Convert every line of the entries below into a Markdown table with the columns Row and Text, numbering the rows and skipping blank lines. Leave the pictures out.
"""
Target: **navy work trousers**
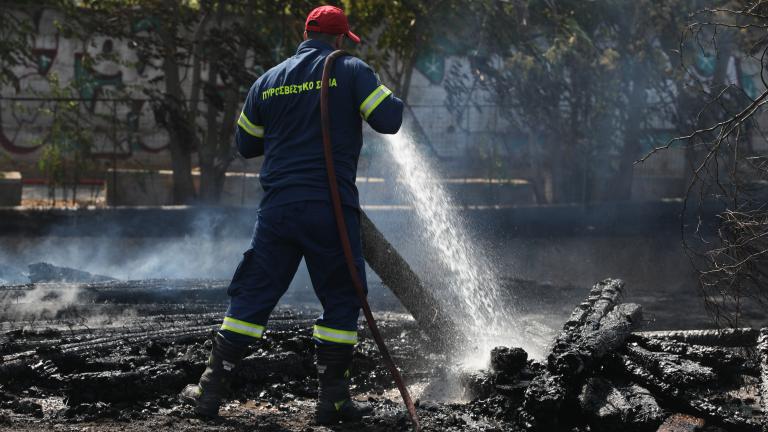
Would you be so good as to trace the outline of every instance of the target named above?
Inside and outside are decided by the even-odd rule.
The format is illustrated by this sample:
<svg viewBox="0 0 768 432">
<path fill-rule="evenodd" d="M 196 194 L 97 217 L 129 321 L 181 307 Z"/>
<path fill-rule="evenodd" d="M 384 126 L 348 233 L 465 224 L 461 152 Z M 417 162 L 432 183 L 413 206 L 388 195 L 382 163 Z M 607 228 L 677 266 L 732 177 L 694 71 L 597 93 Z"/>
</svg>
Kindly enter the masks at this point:
<svg viewBox="0 0 768 432">
<path fill-rule="evenodd" d="M 358 272 L 367 291 L 360 241 L 360 213 L 344 207 L 344 219 Z M 251 248 L 235 270 L 221 331 L 248 343 L 262 337 L 267 321 L 304 258 L 315 294 L 323 306 L 317 319 L 317 343 L 354 345 L 360 301 L 341 248 L 330 202 L 300 201 L 261 209 Z"/>
</svg>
"""
* Output of the exercise:
| Row | Text |
|---|---|
| 1 | Target: **navy work trousers** |
| 2 | Would you be so good as to trace the outline of every instance of the target named above? |
| 3 | Inside and outside are decided by the even-odd rule. |
| 4 | The format is illustrated by this sample: |
| 5 | <svg viewBox="0 0 768 432"> |
| 6 | <path fill-rule="evenodd" d="M 196 194 L 97 217 L 129 321 L 181 307 Z"/> |
| 7 | <path fill-rule="evenodd" d="M 384 126 L 348 233 L 465 224 L 461 152 Z M 417 162 L 432 183 L 413 206 L 388 195 L 382 163 Z M 607 228 L 677 266 L 732 177 L 694 71 L 597 93 Z"/> |
| 8 | </svg> |
| 9 | Kindly enter the masks at this point: |
| 10 | <svg viewBox="0 0 768 432"> |
| 11 | <path fill-rule="evenodd" d="M 358 272 L 367 291 L 360 241 L 360 213 L 344 207 L 344 219 Z M 251 248 L 235 270 L 221 331 L 248 343 L 262 337 L 267 321 L 304 258 L 315 294 L 323 306 L 317 319 L 317 343 L 354 345 L 360 301 L 341 248 L 330 202 L 300 201 L 261 209 Z"/> |
| 12 | </svg> |